Stored entries:

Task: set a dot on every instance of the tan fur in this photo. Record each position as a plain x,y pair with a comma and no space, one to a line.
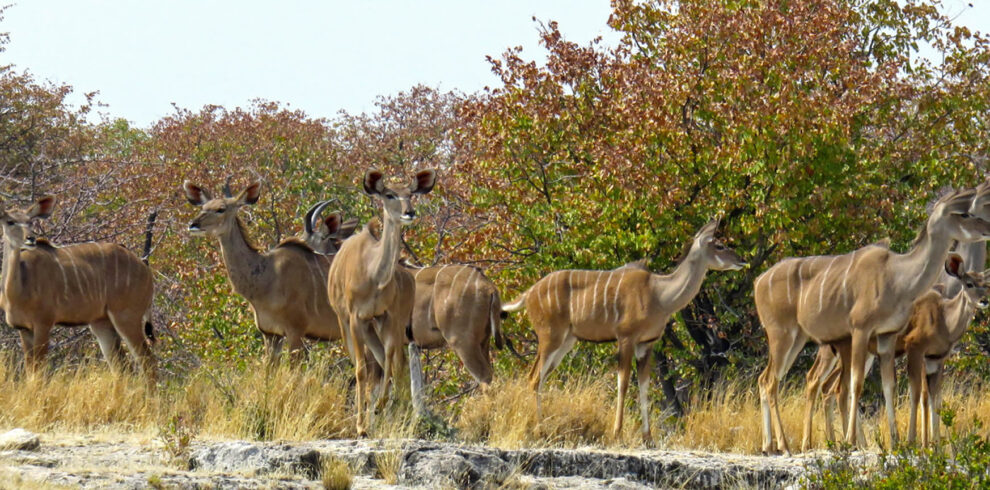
284,286
457,305
858,295
629,306
102,285
371,294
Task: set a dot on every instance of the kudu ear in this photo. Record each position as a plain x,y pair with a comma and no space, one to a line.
345,229
43,208
424,181
250,194
374,182
196,195
953,265
707,231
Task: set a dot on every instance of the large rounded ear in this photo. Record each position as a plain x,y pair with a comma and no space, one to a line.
374,182
953,265
250,194
196,195
707,231
424,181
346,229
43,208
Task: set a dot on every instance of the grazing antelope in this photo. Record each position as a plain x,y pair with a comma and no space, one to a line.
855,296
458,306
324,234
371,294
285,286
629,306
102,285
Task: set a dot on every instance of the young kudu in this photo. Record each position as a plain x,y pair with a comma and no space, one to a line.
286,286
855,296
371,294
102,285
629,306
443,294
458,306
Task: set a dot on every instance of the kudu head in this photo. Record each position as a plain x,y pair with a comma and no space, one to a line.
218,216
397,199
974,284
952,215
324,234
980,206
16,222
714,253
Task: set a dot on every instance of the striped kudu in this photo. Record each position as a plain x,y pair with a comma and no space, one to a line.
855,296
629,306
371,294
285,286
458,306
102,285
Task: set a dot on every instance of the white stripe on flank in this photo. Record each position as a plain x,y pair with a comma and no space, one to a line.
594,298
789,287
570,298
821,290
770,284
845,290
615,303
75,271
605,297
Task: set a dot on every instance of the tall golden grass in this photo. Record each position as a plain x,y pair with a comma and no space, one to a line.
280,403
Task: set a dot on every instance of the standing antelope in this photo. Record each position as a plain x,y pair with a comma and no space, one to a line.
629,306
858,295
371,294
102,285
454,305
284,286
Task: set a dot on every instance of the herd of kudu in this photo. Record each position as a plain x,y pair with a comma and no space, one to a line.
335,284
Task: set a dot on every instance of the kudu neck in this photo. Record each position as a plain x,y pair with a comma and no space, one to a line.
244,263
680,286
959,311
387,255
916,271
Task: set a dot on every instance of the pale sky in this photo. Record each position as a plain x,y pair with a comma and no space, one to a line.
318,56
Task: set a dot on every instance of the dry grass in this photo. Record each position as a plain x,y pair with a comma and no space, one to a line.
261,403
577,413
291,404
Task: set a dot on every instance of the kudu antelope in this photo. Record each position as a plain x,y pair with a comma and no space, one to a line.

- _ACTION ITEM_
With the pictures removed, return each record above exactly as given.

- _WRITTEN ANSWER_
Task: set a dot on every instance of the tan fur in this photo. Record each position as a plain x,y pair with a comma and no space, one to a line.
284,286
457,305
858,295
629,306
102,285
371,294
Task: set a dot on every instance of the kudu ear in this photo. Record each position as a plain x,y pair with a comma and no space, one to a line.
345,229
43,208
424,181
250,194
374,182
196,195
953,265
707,231
Task: set a dot on every instance of the large rounded ear in this photo. Record each position as a plain x,y pair with a comma and no space, one to a line.
374,182
953,265
250,194
196,195
707,231
424,181
346,229
43,208
Task: set a dot on every instance of the grazing antelope in this photo. Record each position as a plain x,y pair with a comma and no space, one to a line.
855,296
458,306
324,234
371,294
285,286
629,306
102,285
Task: set a dot on every instance of the young kudu in this photo. Record each position as a plain x,y pair with a comma and no space, one to a line.
286,286
855,296
371,294
102,285
629,306
443,294
458,306
Task: set a dot on every instance of the kudu head in this photo. Record each position as a plain x,y pair with a comma and no space, one to a line.
218,216
397,199
974,284
952,215
324,234
980,206
16,222
714,253
Task: set a dot on every instance of the striped kudu in this photo. Record each position as a plain x,y pair with a comma and no space, one to a line.
855,296
629,306
371,294
285,286
458,306
102,285
Task: set a dot on every instance of the white stripe on flank in this photo. Record each position as a plain x,y pair with a comma and no space, one to a line.
594,298
789,287
570,298
821,290
770,284
845,290
615,303
75,271
605,297
Task: set a dot on every instance of the tall golden grass in this photo. Record each position as a plain x,y pair with a comma and no space, one to a line.
280,403
Task: set a dot on every instance of the standing antelope in this photo. Record each position as a plain x,y pair with a comma and no space, one to a line.
629,306
858,295
371,294
102,285
454,305
284,286
Task: set a dot on every instance of the herd of kudu in this photo. Record each position as a plain x,y pair with a comma and no space, one to a line.
335,284
Task: set a dot on every instance of the kudu neck in this photo. Record each position as a plain x,y pair with a comma and no space, one to a line.
244,263
680,286
959,311
387,255
916,271
Task: set a dot on every instance of the pale sky in this photo. Record each position as a plain x,y pair with a comma and no space, one to a line.
318,56
Task: set a dot on every instance of the dry grass in this photo. Record each position as a plain x,y pair with a comma and no space, one to a line.
261,403
577,413
291,404
Task: set a dot on every instance of the kudu antelope in this photo. Record each position as a plain x,y pair with a comma and no space, one to a line.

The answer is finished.